### Text for analysis
☆ ☆ ☆ ☆ ☆

A recent study states that 40% of of used digital devices still contained personal information from previous owners.
This should be a worrying figure for anyone who works with sensitive personal, financial, or medical information in their organization. It should be even more worrying for those who fall under security or privacy compliance requirements.
The reports goes on to state that the sensitive information was recovered not using sophisticated forensics tools, but freely downloadable software. The nature of digital data and storage mechanisms makes it easy for a lightly skilled person with limited funds to pick up used equipment and harvest your sensitive information to sell on the dark web.
We would all rather see our used computers, phones, and other digital devices get a second life rather than be dumped in a landfill somewhere. So what can we do to protect ourselves while recycling our systems?
First, any business or organization should have a requirement to sanitize any devices before selling, donating, or disposing of them. Next, that organization should have processes defined for accurate and repeatable sanitization of all device types in use.

☆ ☆ ☆ ☆ ☆

### Source material
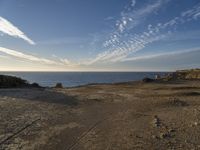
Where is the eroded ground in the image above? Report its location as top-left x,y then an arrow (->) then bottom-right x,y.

☆ ☆ ☆ ☆ ☆

### Assigned task 1
From the passage on used digital devices, output everything from "This should be" down to "the dark web.".
### Assigned task 2
Answer these questions from the passage on used digital devices:
(a) What kind of software was used to recover the sensitive information?
(b) Where could someone sell the information harvested from used equipment?
(c) Before which three actions should an organization require devices to be sanitized?

### Answer section 1
This should be a worrying figure for anyone who works with sensitive personal, financial, or medical information in their organization. It should be even more worrying for those who fall under security or privacy compliance requirements.
The reports goes on to state that the sensitive information was recovered not using sophisticated forensics tools, but freely downloadable software. The nature of digital data and storage mechanisms makes it easy for a lightly skilled person with limited funds to pick up used equipment and harvest your sensitive information to sell on the dark web.

### Answer section 2
(a) Freely downloadable software.
(b) On the dark web.
(c) Selling, donating, or disposing of them.